France's industrial production declined at the fastest pace in four months in June, the statistical office Insee reported Thursday.

Industrial output fell by more-than-expected 1.1 percent month-on-month in June, reversing a 1.9 percent rise in May. This was the biggest contraction since February, when it was down by 1.7 percent. Output was forecast to drop 0.6 percent.

UK industrial production grew more than expected in June largely due to higher oil and gas output, data from the Office for National Statistics revealed Thursday. Industrial output expanded 0.5 percent on a monthly basis, after staying flat in May. Output was forecast to grow 0.1 percent.

The UK visible trade deficit widened to a 9-month high in June, the Office for National Statistics reported Thursday. Trade in goods resulted in a shortfall of GBP 12.72 billion in June compared to GBP 11.31 billion deficit in May.

This was the largest shortfall since September 2016. Economists had forecast the deficit to narrow to GBP 11 billion.

The house price balance in the United Kingdom came in with a score of +1 in July, the Royal Institution of Chartered Surveyors said on Thursday. That was well shy of forecasts for a score of +9, and down sharply from +7 in June.

** The data **
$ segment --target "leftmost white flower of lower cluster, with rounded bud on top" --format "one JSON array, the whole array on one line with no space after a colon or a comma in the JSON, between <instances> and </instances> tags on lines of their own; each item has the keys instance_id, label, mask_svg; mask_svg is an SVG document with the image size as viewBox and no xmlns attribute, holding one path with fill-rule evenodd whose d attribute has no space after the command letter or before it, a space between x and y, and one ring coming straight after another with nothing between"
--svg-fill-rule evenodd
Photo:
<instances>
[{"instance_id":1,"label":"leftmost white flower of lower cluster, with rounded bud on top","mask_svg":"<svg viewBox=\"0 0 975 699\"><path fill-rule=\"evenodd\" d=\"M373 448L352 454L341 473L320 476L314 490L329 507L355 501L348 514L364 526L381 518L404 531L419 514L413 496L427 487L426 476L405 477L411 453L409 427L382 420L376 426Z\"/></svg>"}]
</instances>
==
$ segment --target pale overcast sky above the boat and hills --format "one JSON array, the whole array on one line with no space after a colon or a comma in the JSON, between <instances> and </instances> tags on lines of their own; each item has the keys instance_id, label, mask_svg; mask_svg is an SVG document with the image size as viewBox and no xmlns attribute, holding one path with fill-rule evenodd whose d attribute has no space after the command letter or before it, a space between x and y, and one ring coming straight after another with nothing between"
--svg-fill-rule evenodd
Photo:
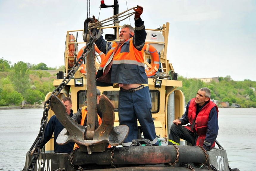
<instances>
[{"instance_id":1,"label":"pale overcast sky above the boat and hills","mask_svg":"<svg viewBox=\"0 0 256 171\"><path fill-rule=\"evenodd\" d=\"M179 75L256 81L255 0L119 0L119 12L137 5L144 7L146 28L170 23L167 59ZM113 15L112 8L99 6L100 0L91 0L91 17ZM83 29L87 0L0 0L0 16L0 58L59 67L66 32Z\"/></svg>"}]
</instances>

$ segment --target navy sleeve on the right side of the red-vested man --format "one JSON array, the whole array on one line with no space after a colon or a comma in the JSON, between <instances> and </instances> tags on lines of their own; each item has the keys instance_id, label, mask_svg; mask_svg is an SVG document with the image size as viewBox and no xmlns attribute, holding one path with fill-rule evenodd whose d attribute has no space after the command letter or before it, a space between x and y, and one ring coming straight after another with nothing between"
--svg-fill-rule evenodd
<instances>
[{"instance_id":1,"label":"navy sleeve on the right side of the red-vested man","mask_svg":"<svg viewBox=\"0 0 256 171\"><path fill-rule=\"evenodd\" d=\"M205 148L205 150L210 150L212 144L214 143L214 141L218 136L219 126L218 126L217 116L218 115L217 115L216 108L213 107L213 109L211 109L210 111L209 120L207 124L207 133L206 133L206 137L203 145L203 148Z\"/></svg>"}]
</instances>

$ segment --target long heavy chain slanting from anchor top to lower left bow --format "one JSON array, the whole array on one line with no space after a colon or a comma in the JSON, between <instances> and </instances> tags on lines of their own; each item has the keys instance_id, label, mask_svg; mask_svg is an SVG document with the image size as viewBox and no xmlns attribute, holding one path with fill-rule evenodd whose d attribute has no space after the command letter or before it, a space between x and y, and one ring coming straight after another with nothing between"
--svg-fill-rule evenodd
--
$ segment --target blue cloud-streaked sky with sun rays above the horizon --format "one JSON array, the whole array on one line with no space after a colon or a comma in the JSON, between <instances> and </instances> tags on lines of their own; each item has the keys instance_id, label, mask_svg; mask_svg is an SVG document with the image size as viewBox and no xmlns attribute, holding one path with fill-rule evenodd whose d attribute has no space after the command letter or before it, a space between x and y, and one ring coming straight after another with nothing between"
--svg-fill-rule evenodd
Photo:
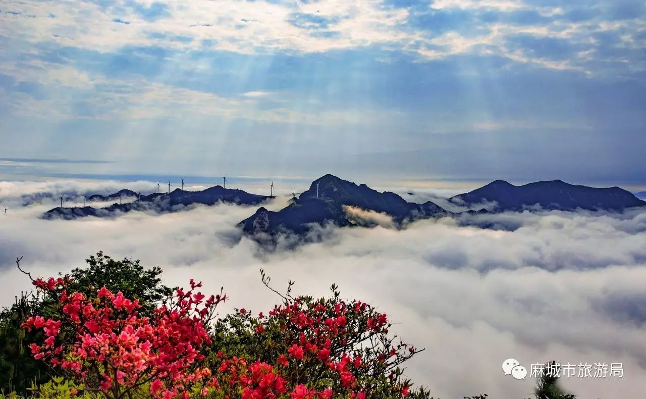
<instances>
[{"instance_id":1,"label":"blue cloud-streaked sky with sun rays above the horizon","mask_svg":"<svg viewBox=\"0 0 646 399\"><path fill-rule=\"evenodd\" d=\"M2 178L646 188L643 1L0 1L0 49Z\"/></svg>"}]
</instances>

** Exercise 1 **
Answer these questions using the economic data report:
(a) By how much did French industrial output fall month-on-month in June?
(b) What was the UK shortfall in trade in goods in June?
(c) What score did the UK house price balance post in July?
** Exercise 2 **
List every forecast figure in the economic data report, along with the measure each one refers to.
** Exercise 3 **
Write a continuation of the economic data report from where it stops.

** Task response 1 **
(a) 1.1 percent
(b) GBP 12.72 billion
(c) +1

** Task response 2 **
- French industrial output: forecast to drop 0.6 percent
- UK industrial output: forecast to grow 0.1 percent
- UK visible trade deficit: forecast to narrow to GBP 11 billion
- UK house price balance: forecast score of +9

** Task response 3 **
First-time claims for U.S. unemployment benefits unexpectedly edged higher in the week ended August 5th, according to a report released by the Labor Department on Thursday. The report said initial jobless claims crept up to 244,000, an increase of 3,000 from the previous week's revised level of 241,000.

The uptick came as a surprise to economists, who had expected jobless claims to come in unchanged compared to the 240,000 originally reported for the previous week.

Reflecting a drop in prices for services, the Labor Department released a report on Thursday showing an unexpected decrease in U.S. producer prices in the month of July. The Labor Department said its producer price index for final demand edged down by 0.1 percent in July after inching up by 0.1 percent in June. Economists had expected another 0.1 percent uptick.